THE PROBLEM: Print the entire listing. Each line must match the original exactly.

RECORD EXTRACTS:
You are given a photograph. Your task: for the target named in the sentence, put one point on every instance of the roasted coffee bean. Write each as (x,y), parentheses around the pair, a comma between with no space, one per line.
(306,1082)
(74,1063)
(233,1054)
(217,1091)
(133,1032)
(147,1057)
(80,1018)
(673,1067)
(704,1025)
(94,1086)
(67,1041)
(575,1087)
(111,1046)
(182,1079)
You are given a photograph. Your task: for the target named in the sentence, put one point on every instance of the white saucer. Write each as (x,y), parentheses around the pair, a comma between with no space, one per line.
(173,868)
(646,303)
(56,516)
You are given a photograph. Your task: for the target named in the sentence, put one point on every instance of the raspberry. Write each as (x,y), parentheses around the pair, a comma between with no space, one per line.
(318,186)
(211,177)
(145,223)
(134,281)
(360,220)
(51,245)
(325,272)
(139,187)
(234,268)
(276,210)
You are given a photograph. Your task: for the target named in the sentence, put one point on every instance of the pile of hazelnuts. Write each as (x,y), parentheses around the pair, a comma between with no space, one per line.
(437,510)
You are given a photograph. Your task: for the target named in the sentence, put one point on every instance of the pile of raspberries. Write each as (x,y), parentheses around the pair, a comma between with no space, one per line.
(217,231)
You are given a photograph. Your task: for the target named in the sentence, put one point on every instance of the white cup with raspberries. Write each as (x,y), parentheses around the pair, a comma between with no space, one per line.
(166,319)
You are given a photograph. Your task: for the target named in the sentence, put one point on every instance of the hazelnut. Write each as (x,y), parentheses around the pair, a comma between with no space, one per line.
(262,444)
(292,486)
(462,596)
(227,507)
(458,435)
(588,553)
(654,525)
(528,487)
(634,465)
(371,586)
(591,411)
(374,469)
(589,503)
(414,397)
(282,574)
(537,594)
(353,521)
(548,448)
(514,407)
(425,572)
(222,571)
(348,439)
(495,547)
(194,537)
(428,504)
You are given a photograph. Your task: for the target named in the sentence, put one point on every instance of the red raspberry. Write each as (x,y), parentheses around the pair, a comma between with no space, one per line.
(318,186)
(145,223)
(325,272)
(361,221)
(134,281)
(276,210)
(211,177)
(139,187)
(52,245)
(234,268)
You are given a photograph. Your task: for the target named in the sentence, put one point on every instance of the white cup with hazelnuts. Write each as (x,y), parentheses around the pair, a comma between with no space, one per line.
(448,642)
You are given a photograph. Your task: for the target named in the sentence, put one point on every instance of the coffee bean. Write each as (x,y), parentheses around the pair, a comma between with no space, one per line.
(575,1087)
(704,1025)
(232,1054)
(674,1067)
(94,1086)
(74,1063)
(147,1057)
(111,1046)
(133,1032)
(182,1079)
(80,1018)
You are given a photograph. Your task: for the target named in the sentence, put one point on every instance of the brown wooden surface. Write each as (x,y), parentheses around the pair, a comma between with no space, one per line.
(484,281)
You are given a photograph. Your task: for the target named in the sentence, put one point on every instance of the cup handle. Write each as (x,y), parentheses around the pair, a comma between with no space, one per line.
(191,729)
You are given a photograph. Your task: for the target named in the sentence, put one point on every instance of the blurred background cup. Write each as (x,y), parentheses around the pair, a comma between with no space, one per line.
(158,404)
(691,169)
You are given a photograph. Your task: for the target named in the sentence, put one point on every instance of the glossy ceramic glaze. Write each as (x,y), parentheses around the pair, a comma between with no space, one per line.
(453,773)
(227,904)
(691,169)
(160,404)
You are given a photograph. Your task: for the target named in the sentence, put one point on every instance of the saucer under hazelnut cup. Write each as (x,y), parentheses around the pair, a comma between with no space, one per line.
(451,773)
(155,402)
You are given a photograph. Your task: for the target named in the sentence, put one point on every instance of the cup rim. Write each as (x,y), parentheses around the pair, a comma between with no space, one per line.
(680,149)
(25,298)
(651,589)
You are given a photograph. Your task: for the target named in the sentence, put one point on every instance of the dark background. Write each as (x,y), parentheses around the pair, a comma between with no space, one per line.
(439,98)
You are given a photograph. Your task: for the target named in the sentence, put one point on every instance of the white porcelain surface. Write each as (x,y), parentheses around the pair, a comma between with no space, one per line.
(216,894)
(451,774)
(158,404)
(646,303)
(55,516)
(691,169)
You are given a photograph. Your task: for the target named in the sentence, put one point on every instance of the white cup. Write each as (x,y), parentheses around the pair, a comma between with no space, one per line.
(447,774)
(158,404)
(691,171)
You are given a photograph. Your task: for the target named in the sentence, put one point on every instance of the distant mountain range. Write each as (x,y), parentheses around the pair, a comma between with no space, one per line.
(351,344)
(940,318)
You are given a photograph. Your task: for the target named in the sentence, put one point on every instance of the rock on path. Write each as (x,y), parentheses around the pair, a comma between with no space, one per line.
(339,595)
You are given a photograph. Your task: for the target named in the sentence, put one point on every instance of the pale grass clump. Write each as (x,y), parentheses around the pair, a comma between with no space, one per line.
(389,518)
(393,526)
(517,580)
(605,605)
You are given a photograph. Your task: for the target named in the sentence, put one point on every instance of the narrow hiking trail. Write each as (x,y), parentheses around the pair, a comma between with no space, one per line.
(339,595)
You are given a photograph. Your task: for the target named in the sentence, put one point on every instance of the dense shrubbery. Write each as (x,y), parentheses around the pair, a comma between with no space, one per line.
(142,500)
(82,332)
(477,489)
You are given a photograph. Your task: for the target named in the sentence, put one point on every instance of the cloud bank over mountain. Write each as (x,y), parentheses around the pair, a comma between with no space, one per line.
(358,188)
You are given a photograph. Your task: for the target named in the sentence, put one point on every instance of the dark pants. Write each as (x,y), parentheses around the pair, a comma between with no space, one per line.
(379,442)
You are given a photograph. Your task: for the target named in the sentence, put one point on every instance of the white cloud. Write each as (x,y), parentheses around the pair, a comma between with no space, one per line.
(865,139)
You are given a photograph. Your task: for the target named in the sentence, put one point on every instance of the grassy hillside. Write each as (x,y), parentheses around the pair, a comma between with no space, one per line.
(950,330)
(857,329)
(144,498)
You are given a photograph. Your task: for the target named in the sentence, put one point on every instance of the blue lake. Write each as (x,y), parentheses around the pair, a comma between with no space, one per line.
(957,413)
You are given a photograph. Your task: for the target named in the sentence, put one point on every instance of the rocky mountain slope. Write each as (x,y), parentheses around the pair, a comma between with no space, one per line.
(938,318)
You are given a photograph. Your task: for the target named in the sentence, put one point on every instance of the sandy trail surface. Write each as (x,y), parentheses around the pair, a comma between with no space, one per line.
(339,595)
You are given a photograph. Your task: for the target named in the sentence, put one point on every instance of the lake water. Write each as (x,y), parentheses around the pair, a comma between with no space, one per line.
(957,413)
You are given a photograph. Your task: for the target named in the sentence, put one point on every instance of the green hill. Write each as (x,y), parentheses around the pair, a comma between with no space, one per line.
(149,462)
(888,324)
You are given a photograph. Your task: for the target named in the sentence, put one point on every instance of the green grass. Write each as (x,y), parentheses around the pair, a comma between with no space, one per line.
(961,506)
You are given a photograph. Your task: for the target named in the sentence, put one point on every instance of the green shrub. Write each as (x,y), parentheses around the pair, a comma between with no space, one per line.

OUTPUT OF THE EXERCISE:
You are given a photograph. Your task: for the target named in the sentence, put one point on every instance of the roasted coffee bean. Write each as (x,y), parentheses around the pair, a comma between with no space, one per line.
(306,1082)
(74,1063)
(233,1054)
(217,1091)
(133,1032)
(147,1057)
(80,1018)
(673,1067)
(704,1025)
(94,1086)
(67,1041)
(575,1087)
(111,1046)
(182,1079)
You are given a photograph. Your task: for the target named in the sentence, put one point on every instance of the white saucer. Write each as (x,y), parentheses around the pair, a comma between with no space, one per line.
(173,868)
(646,303)
(56,516)
You are given a photograph. Your task: for the target named in the sentence, put one point on every instance of the raspberry. Write each as (x,y), parentheses around the pair, a comma between with no space, one per line.
(318,186)
(211,177)
(145,223)
(134,281)
(360,220)
(51,245)
(325,272)
(139,187)
(234,268)
(276,210)
You are given a photograph. Your task: for the target named in the sentence, put one point on every instance of the pile of hazelnuts. Write each as (x,y), parentheses around the pair, a comma between with no space, one per line.
(437,510)
You are given a photograph. Your task: for the target named in the sentence, put one point on every instance of the pile of raspberries. Write each as (x,y), parentheses around the pair, a comma between with no space, one per line.
(217,231)
You are given a photograph. Your task: for the target named in the sentence, put one point on every instance of the white cup with raspberries. Write each as (x,y), parentheses around the pair, a comma between with no space, one per line.
(166,319)
You are given a photograph. Your task: for the target named in the sentence, put one point on every instance of the hazelnut. Write each as (x,y), parentheses around the pair, a comma between with no space, one per line.
(262,444)
(292,486)
(462,596)
(227,507)
(458,435)
(588,553)
(654,525)
(528,487)
(634,465)
(371,586)
(591,411)
(374,469)
(589,503)
(414,397)
(282,574)
(537,594)
(353,521)
(548,448)
(514,407)
(425,572)
(222,571)
(348,439)
(495,547)
(194,537)
(428,504)
You are given a photograph. Your task: for the target named in the sentence, put one point on every instance of the red raspberry. Write each as (x,y), parentheses around the pair, a comma between with no space, one per line.
(318,186)
(145,223)
(325,272)
(361,221)
(134,281)
(276,210)
(211,177)
(139,187)
(52,245)
(234,268)
You are given a photograph. Your task: for the target named in the sentence, put one point on every instance of the white cup with hazelnuts. Write each as (x,y), parentheses around the pair, a comma between with no space, one per line.
(448,642)
You are given a photograph. Your task: for the target named in the sentence, put one point on every instance of the coffee bean. Write each as (x,y), parentheses around the pair, a comma between with no space, one per line.
(575,1087)
(704,1025)
(232,1054)
(674,1067)
(94,1086)
(74,1063)
(147,1057)
(111,1046)
(133,1032)
(182,1079)
(80,1018)
You are given a photograph. Your task: for the target named in the sentence, put one point on every instance of the brown wooden surface. Write each as (x,y), parentheses around the pair, a comma between with no space, one per line.
(484,281)
You are given a photograph. Your task: for the target named in the sentence, put one point on every instance of the cup handle. Write each as (x,y), parentheses around the pair, a comma between with no space, one per line.
(191,729)
You are given a photograph. Your task: for the target named in the sentence, put one point on every instance of the blurred background cup. Write each as (x,y), parentheses around the pair, a comma between with no space, one per line.
(158,404)
(691,169)
You are given a photograph. Your task: for the target named in the sentence, put one point on every instance of the glossy ceramic glaze. Write each as (x,y), parentheses around the pair, a comma between with no space, one per line.
(453,773)
(227,904)
(691,169)
(160,404)
You are given a photograph. Your task: for the target named in the sentence, put one point on every instance of the saucer under hazelnut cup. Write each as (x,y), parentheses around the pair, a comma between with no space, one per line.
(451,773)
(155,402)
You are given a photograph. Your task: for the target named in the sentence, put one point on every instance of the cup rim. Write each as (x,y), parentheses around the pair, a comma between with no space, one per line.
(680,149)
(25,298)
(651,589)
You are given a photograph. Your task: for the target named in the sentence, put one point on every instance of the dark background. Write each as (x,y), parentheses around the pair, a comma between with no space, one per line.
(439,98)
You are given a photograph. Your task: for the target named in the sentence, put one point on every instance of the white porcelain surface. Write each as (x,y), parentheses around the pair, a comma between with no space, one per line.
(216,894)
(451,774)
(158,404)
(646,303)
(55,516)
(691,169)
You are given a photograph. Your task: for the target named in the sentence, put one point on every instance of the white cup. Write each as (x,y), parentheses around the pair, a comma between with no space, one per line.
(447,774)
(158,404)
(691,171)
You are given a photograph. Your task: for the target named in the sentence, put one point on every instance of the distant mountain range. Write each as (x,y), parentheses around the pair, a comma between with no space, one per line.
(351,344)
(940,318)
You are given a photograph. Your task: for the target named in the sentence, put one point on every instance of the rock on path. Write each as (x,y), parentheses around the pair, a comma between with no space, one per line.
(339,595)
You are given a photograph. Your task: for the target named in the sentence, put one point on every instance of the pale grass clump. Write each as (x,y), parentheses around the pair, a comma between with no space, one per line.
(389,518)
(393,526)
(517,580)
(605,605)
You are given a photograph. Your task: for the target named in the sentence, put one point on every instance of the narrow hiking trail. Write each as (x,y), parentheses around the pair, a comma between with no space, one per line.
(339,595)
You are given a photograph. Your task: for the target named in the sentence, put one point on every instance of the dense shrubbery. Write each as (x,y), parentheses around the pair, a comma between with no space, one per line.
(142,500)
(82,332)
(477,489)
You are given a photograph. Your task: for the target named in the sentence, put one point on every instance of the cloud bank over mountain. Write each as (x,y), parentheses around the pair, a comma between with no space, one per line.
(358,188)
You are given a photograph. Your task: for the target named in the sentence, put one point on every instance of the dark pants. Write each as (x,y), parentheses around the pair, a comma between with no space, one per line.
(379,442)
You are given a photograph. Your task: for the target named in the sentence, put one point on every instance of the white cloud. Write each as (x,y), parentheses around the pair, a comma between with no space, one per line.
(865,139)
You are given a photograph. Your task: for the target named in the sentence, put one point on every instance of the grassy hillside. Write each as (x,y), parentheses around the pair, a comma between with no space, one per line.
(950,330)
(857,329)
(144,498)
You are given a photograph. Your task: for the target named in the sentence, put one point on every instance of the blue lake. Write each as (x,y), parentheses around the pair, a comma between with no space, one per line.
(957,413)
You are given a photograph. Your task: for the target named in the sentence, put one point on every instance of the rocky mountain slope. Write each as (x,y), parentheses around the pair, a comma between with no space, one per line.
(938,318)
You are given a photograph. Your task: for the target named in the sentence, put one point on every instance of the sandy trail surface. Write each as (x,y), parentheses around the pair, a comma between with no space, one per line.
(339,595)
You are given a photograph. Your task: for the target named in the sentence, put one point on every instance of the lake water. Write each as (x,y), parentheses around the pair, a comma between with no space, one per line.
(957,413)
You are given a photograph. Your task: for the target named in the sentence, put one point on every instance of the green hill. Write each as (x,y), parentheses around the pair, a comma between with no space, one per line.
(149,462)
(888,324)
You are given a photograph. Your task: for the target named in the sentence, put one point on every instance of the green grass. Write each as (x,y), parentheses around the pair, a comma between with no space, one per line.
(961,506)
You are given a photograph. Your task: for the target named in the sentence, put one point on every instance of the green shrub. Write each as (x,y), parentheses around the pair, a comma between with no space, one per line.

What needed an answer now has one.